Data shown START

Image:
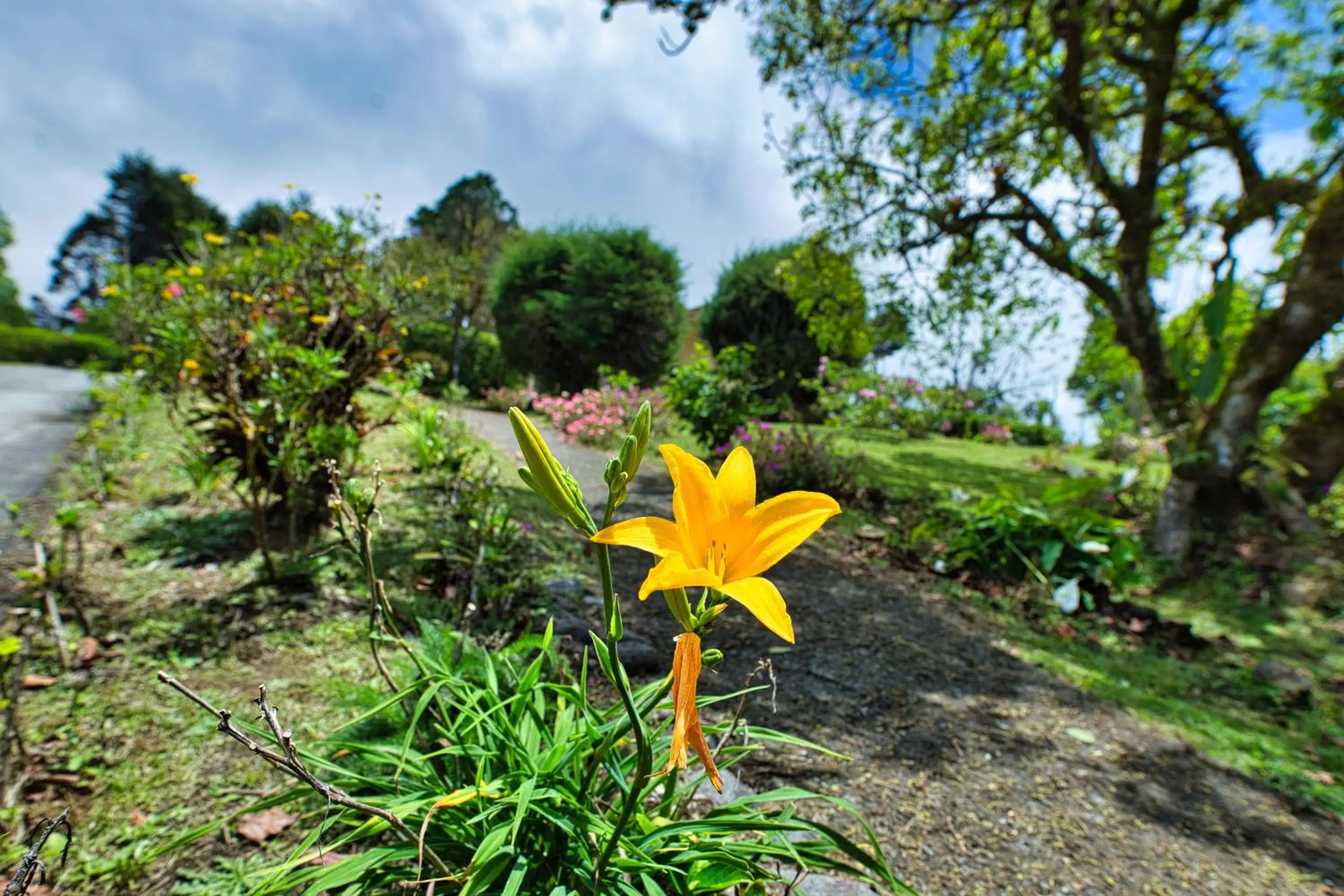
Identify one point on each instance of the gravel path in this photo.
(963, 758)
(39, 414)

Data shown END
Data shown START

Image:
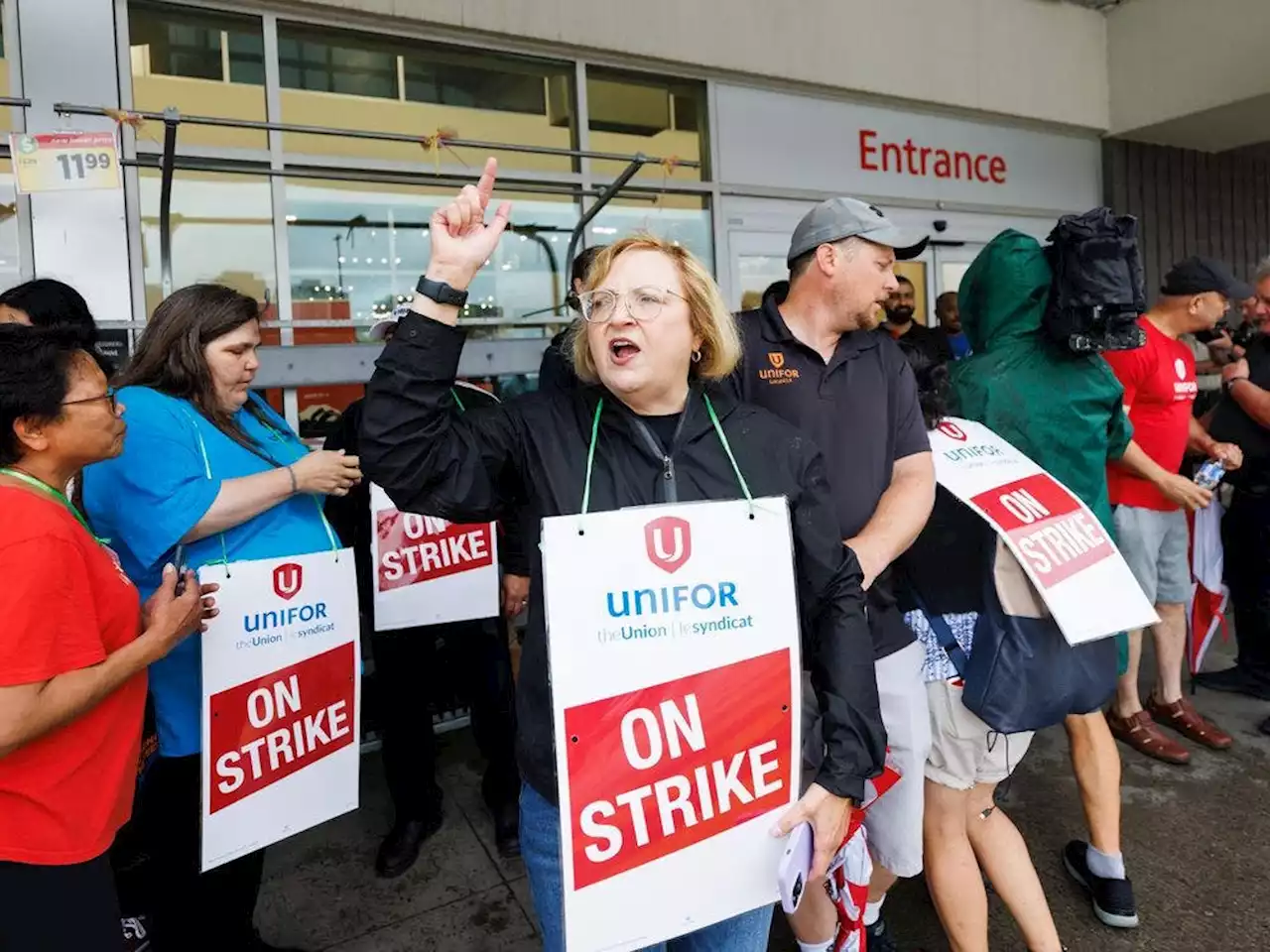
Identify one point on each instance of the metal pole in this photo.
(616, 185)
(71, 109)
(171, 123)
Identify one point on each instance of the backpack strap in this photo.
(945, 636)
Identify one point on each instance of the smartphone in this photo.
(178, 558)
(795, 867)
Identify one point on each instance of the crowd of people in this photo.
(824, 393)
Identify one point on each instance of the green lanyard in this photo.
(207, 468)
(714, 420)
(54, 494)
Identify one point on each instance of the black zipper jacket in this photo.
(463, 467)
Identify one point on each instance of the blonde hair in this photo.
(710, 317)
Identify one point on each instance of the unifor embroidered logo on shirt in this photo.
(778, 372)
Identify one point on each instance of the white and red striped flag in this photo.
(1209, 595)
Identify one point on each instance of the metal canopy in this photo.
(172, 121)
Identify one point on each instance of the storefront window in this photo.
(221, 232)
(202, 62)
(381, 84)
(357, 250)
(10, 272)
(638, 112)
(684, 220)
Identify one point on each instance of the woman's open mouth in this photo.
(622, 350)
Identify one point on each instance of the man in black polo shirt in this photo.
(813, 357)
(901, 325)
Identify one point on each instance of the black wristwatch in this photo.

Data shown END

* [Exercise directions]:
Everything from the line containing "Identify one point on each instance of the blonde" through the line containing "Identify one point on each instance of the black wristwatch" in the material above should be retyped exactly, both ends included, and nothing more.

* [Answer space]:
Identify one point on each instance of the blonde hair in this photo.
(710, 317)
Identify one point on each instance of the unifor embroidered logo on shirt in this photo.
(778, 372)
Identify one point on each instance of the white and red striped flag in this photo.
(1209, 595)
Identify one point on each instance of the metal canopy in this photo.
(172, 121)
Identify one point on each instance of the storefront window in this photo.
(221, 232)
(202, 62)
(381, 84)
(357, 250)
(10, 272)
(638, 112)
(684, 220)
Identify one point on each instance of the woman's open mouth in this photo.
(622, 350)
Identify one point on each instance of the man in black polo shirt in this photo.
(813, 357)
(901, 325)
Identify one point on each instance of the black wristwatch in this photo.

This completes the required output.